--- Supplied information ---
---*---

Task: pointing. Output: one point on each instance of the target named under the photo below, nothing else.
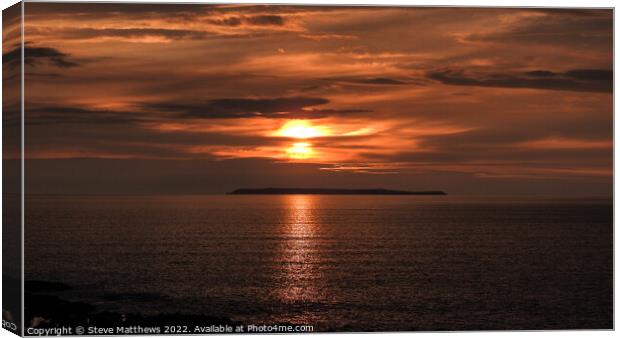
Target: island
(330, 191)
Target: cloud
(282, 107)
(266, 20)
(581, 80)
(128, 33)
(37, 115)
(33, 55)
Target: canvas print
(195, 168)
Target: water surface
(345, 263)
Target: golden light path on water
(301, 280)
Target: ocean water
(340, 263)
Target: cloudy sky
(124, 98)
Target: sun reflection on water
(301, 276)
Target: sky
(128, 98)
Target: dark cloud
(582, 80)
(36, 115)
(255, 20)
(283, 107)
(34, 55)
(173, 34)
(579, 29)
(266, 20)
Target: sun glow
(302, 130)
(300, 151)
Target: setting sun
(300, 151)
(301, 129)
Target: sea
(339, 263)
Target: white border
(473, 3)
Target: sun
(302, 130)
(300, 151)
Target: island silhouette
(330, 191)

---*---

--- What the exercise asks ---
Please put the records from the line containing "Target: sun reflection on water" through the end of the records into a JSON list of strings, one string per line, with both ends included and blank lines left out.

--- Reply to the task ---
[
  "Target: sun reflection on water",
  "(301, 276)",
  "Target: sky",
  "(128, 98)",
  "Target: dark cloud",
  "(582, 80)",
  "(36, 115)",
  "(255, 20)",
  "(283, 107)",
  "(34, 55)",
  "(173, 34)",
  "(579, 29)",
  "(266, 20)",
  "Target: sun glow",
  "(302, 130)",
  "(300, 151)",
  "Target: setting sun",
  "(300, 151)",
  "(301, 129)",
  "Target: sea",
  "(339, 263)",
  "Target: white border",
  "(473, 3)",
  "Target: sun",
  "(302, 130)",
  "(300, 151)",
  "Target: island silhouette",
  "(330, 191)"
]